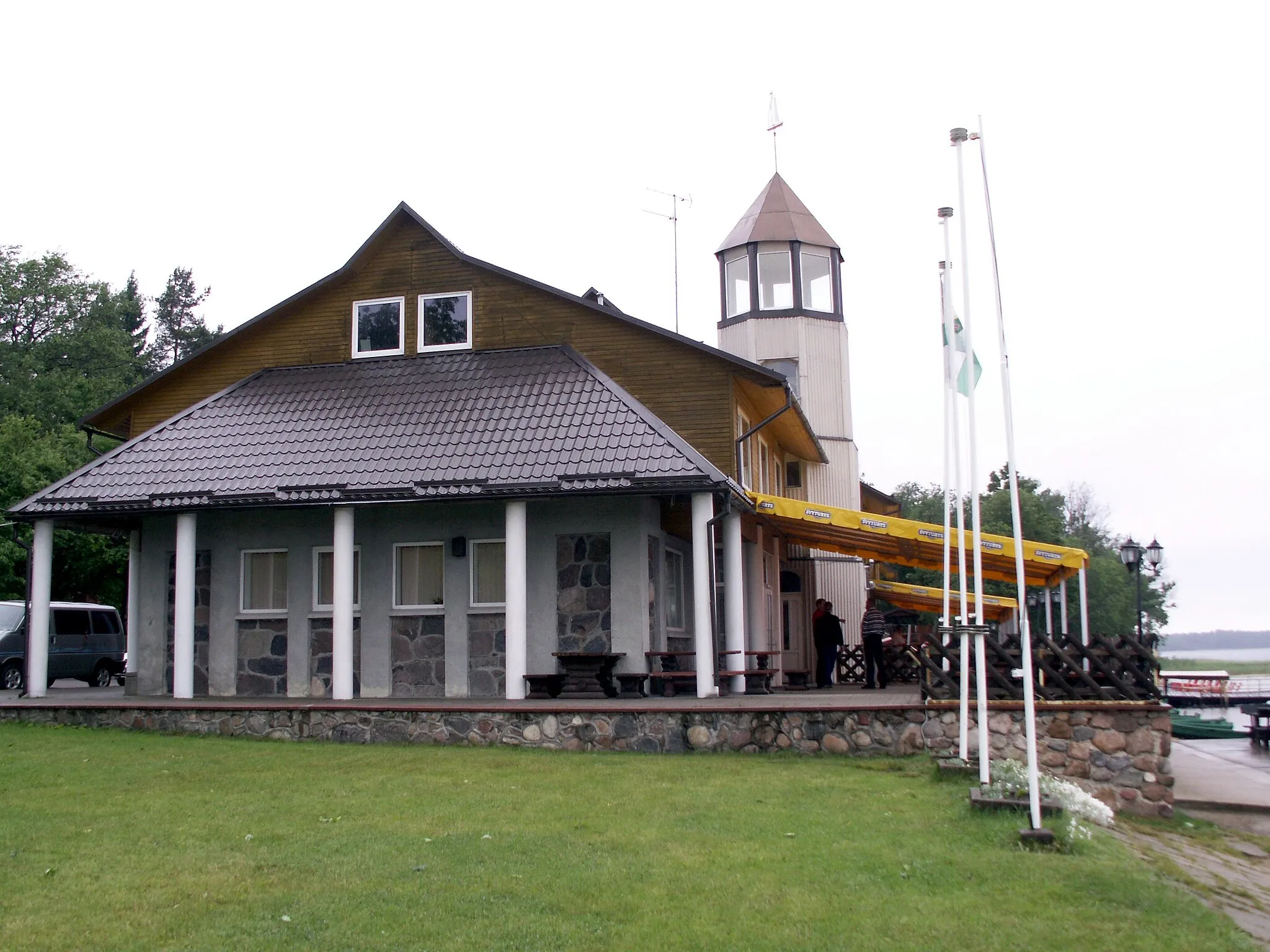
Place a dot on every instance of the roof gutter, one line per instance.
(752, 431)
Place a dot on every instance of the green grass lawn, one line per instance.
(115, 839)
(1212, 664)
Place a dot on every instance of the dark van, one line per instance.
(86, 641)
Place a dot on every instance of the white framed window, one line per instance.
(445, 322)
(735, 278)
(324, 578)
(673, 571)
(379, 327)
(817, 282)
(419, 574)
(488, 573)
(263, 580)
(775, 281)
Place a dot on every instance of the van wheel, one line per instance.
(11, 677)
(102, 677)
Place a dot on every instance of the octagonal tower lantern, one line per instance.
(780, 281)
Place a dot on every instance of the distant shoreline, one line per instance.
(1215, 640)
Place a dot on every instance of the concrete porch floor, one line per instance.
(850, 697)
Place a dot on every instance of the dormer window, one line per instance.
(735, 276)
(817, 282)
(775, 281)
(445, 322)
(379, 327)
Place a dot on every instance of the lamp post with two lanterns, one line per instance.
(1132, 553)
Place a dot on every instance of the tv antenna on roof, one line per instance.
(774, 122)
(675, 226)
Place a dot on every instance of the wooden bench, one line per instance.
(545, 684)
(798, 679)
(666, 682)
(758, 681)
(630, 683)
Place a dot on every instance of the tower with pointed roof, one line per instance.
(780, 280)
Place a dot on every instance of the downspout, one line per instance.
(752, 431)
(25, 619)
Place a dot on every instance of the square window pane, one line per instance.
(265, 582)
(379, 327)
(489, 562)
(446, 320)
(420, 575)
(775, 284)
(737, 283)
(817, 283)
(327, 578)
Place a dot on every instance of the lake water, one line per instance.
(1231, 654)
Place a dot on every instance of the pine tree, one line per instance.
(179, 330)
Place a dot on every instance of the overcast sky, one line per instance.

**SHORT EXERCISE**
Lay out the lines above as a Markdown table with two columns, "No." for the row number and "Text" for the line itself. Skip any blank lines and leave the pictures out.

**RESULT OF THIS EXERCISE**
| No. | Text |
|---|---|
| 1 | Place a dot on every instance of the roof gutter, one line per instance. |
| 2 | (752, 431) |
| 3 | Place a dot on every instance of the green grass lawn, one line per instance. |
| 4 | (115, 839) |
| 5 | (1212, 664) |
| 6 | Place a dot on every instance of the dark van, one line per instance. |
| 7 | (86, 641) |
| 8 | Place a dot on every instance of the white framed window, one line per instance. |
| 9 | (445, 322) |
| 10 | (735, 278) |
| 11 | (324, 578) |
| 12 | (673, 571) |
| 13 | (379, 327) |
| 14 | (817, 282) |
| 15 | (419, 574) |
| 16 | (488, 573) |
| 17 | (263, 580) |
| 18 | (775, 281) |
| 19 | Place a dot on every instance of the van wheel, one line per instance. |
| 20 | (11, 677) |
| 21 | (102, 677) |
| 22 | Place a dot on every instance of the octagonal tower lantern, one line per instance. |
| 23 | (780, 281) |
| 24 | Place a dot on every instance of the distant shoreline, one line per instance. |
| 25 | (1215, 640) |
| 26 | Place a dot on every instance of the concrete porch floor, one line per instance. |
| 27 | (850, 697) |
| 28 | Place a dot on every instance of the dormer window, one line per instance. |
| 29 | (735, 276) |
| 30 | (817, 282) |
| 31 | (775, 281) |
| 32 | (445, 322) |
| 33 | (379, 327) |
| 34 | Place a dot on every instance of the lamp post with two lanterns, one line per instance. |
| 35 | (1132, 553) |
| 36 | Place a dot on every instance of the tv antenna on roof, one line per instance. |
| 37 | (774, 122) |
| 38 | (675, 226) |
| 39 | Place a dot on every instance of the wooden bench, one line per instance. |
| 40 | (545, 684) |
| 41 | (798, 679) |
| 42 | (666, 682) |
| 43 | (758, 681) |
| 44 | (630, 683) |
| 45 | Place a dot on every instance of the tower with pointed roof, one line per instance. |
| 46 | (780, 280) |
| 47 | Place a dot on every instance of the downspout, one line per instance. |
| 48 | (752, 431) |
| 49 | (25, 619) |
| 50 | Place a dot on every instance of the square window pane, one line per instance. |
| 51 | (265, 582) |
| 52 | (379, 327) |
| 53 | (489, 562) |
| 54 | (446, 320) |
| 55 | (420, 575) |
| 56 | (775, 284) |
| 57 | (737, 283) |
| 58 | (817, 283) |
| 59 | (327, 578) |
| 60 | Place a dot on every instance of the lake water, one line per instance. |
| 61 | (1231, 654) |
| 62 | Place a dot on every instance of the pine tree, one line per instance. |
| 63 | (179, 330) |
| 64 | Place a dot on every instance of the overcast sky, one line per instance. |